Repeat every line of the listing below without any change.

The records:
###

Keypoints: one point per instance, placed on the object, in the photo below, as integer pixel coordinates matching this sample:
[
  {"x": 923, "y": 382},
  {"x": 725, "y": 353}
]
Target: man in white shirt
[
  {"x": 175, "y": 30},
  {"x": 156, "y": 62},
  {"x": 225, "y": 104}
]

###

Response:
Keypoints: one point per instance, placed on the object, in the photo below, as integer pixel coordinates matching this sample:
[
  {"x": 923, "y": 382},
  {"x": 725, "y": 353}
]
Target: man in white shirt
[
  {"x": 175, "y": 30},
  {"x": 156, "y": 62},
  {"x": 225, "y": 104}
]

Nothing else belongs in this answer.